Please write each entry out again exactly as shown.
________
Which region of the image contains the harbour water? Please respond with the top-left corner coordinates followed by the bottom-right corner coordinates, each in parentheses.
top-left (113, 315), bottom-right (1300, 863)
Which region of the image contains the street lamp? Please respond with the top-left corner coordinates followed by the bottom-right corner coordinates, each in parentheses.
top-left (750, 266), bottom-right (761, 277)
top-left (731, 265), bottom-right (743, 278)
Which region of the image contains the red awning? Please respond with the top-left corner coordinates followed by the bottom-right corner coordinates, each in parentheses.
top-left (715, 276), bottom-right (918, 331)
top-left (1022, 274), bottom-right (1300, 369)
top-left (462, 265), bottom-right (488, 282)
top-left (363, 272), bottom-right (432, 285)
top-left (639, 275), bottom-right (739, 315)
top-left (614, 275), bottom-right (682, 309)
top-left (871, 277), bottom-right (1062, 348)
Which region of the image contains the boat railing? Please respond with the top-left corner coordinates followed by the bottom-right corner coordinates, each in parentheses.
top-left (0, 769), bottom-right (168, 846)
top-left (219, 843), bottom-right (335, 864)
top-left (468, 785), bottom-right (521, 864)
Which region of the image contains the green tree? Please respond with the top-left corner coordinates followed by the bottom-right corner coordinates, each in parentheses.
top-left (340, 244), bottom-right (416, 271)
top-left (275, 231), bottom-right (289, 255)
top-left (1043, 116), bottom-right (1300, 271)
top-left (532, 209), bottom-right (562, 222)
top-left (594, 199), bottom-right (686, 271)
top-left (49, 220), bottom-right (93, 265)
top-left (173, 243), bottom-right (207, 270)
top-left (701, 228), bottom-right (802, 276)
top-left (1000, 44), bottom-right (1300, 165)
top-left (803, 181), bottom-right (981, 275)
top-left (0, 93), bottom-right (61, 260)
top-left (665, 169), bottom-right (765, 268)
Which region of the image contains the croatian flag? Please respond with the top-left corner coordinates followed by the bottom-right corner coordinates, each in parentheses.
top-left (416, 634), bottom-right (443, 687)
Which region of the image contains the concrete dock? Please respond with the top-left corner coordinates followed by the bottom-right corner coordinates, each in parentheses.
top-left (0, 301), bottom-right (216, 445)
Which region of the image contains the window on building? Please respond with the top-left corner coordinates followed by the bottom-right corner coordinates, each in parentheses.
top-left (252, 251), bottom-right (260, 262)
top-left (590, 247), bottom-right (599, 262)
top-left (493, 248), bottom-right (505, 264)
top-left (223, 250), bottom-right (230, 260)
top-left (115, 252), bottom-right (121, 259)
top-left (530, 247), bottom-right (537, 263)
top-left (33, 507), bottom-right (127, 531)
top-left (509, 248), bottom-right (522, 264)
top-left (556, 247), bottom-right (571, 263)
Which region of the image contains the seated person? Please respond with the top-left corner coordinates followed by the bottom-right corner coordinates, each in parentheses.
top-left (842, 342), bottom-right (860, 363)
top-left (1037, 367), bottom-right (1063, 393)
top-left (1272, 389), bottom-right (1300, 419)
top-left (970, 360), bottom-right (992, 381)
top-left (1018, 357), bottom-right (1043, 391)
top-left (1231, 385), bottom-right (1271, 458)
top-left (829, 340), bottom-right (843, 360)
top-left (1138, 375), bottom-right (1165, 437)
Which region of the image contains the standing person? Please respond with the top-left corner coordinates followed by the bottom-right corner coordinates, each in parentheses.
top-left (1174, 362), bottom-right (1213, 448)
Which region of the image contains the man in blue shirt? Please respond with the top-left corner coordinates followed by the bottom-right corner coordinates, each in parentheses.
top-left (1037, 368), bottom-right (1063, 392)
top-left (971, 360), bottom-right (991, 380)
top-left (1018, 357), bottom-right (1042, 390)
________
# [FINAL ANSWER]
Which region of the image contains the harbour water? Please respond with the top-left corner coordinates followed by the bottom-right corner coordinates, each in parentheses.
top-left (113, 315), bottom-right (1300, 863)
Which region of the image contains the street lamp? Please respond with the top-left corner coordinates followed by the bottom-right corner coordinates, each in parentheses.
top-left (750, 266), bottom-right (761, 277)
top-left (731, 265), bottom-right (743, 278)
Which region of the image contains the red awning? Please respond with the top-left corner coordinates followed by the bottom-right corner coordinates, each in parentheses.
top-left (715, 276), bottom-right (918, 331)
top-left (1022, 274), bottom-right (1300, 369)
top-left (462, 265), bottom-right (488, 282)
top-left (363, 272), bottom-right (432, 285)
top-left (639, 275), bottom-right (739, 315)
top-left (614, 275), bottom-right (682, 309)
top-left (871, 277), bottom-right (1062, 348)
Which region of the image contains the boat railing? Please respond with the top-left corner coordinates followed by the bottom-right corner coordinates, each in parentheses.
top-left (0, 769), bottom-right (168, 846)
top-left (219, 843), bottom-right (335, 864)
top-left (468, 785), bottom-right (521, 864)
Which region of the image contains the green tree? Please respond with the top-left corner coordinates followed by the bottom-right corner coordinates, each in parentheses.
top-left (340, 244), bottom-right (416, 271)
top-left (275, 231), bottom-right (289, 255)
top-left (1043, 116), bottom-right (1300, 271)
top-left (532, 209), bottom-right (562, 222)
top-left (594, 199), bottom-right (686, 271)
top-left (49, 220), bottom-right (93, 265)
top-left (173, 243), bottom-right (207, 270)
top-left (701, 228), bottom-right (802, 276)
top-left (1000, 44), bottom-right (1300, 165)
top-left (803, 181), bottom-right (981, 275)
top-left (0, 93), bottom-right (61, 260)
top-left (665, 169), bottom-right (765, 268)
Which region of the image contains the croatian flag? Please respond with the top-left corner coordinates followed by the bottom-right corner coordinates, each in parentheses.
top-left (416, 634), bottom-right (443, 687)
Which region of the image contains the concrete dock? Please respond with the top-left corner coordinates followed by the bottom-right corner coordinates, each in parentheses.
top-left (0, 301), bottom-right (216, 445)
Which region of the image contains the window on building? Please respond with the top-left corner coordinates followed by the bottom-right corner coordinates, each in parentheses.
top-left (252, 251), bottom-right (260, 262)
top-left (590, 247), bottom-right (599, 262)
top-left (493, 248), bottom-right (505, 264)
top-left (223, 250), bottom-right (230, 260)
top-left (115, 252), bottom-right (121, 259)
top-left (530, 247), bottom-right (537, 263)
top-left (33, 507), bottom-right (127, 531)
top-left (509, 248), bottom-right (522, 264)
top-left (556, 247), bottom-right (571, 263)
Which region of the image contains the seated person? Please respond with the top-left corner coordinates followed by the bottom-right corner coordinates, each in parentheses.
top-left (842, 342), bottom-right (860, 363)
top-left (1037, 367), bottom-right (1063, 393)
top-left (1272, 389), bottom-right (1300, 419)
top-left (970, 360), bottom-right (992, 381)
top-left (1018, 357), bottom-right (1043, 391)
top-left (1231, 385), bottom-right (1271, 458)
top-left (829, 340), bottom-right (843, 360)
top-left (1138, 375), bottom-right (1165, 437)
Which region of the image contains the standing person? Please respond with the top-left corner coordinates followed by the bottom-right corner coordinates, each in parentheses.
top-left (1174, 362), bottom-right (1213, 448)
Which region of the image contains the man in blue shirt? Please respond with the top-left corner coordinates followed by the bottom-right corner coordinates, each in parentheses.
top-left (1037, 368), bottom-right (1063, 392)
top-left (971, 360), bottom-right (991, 380)
top-left (1018, 357), bottom-right (1042, 390)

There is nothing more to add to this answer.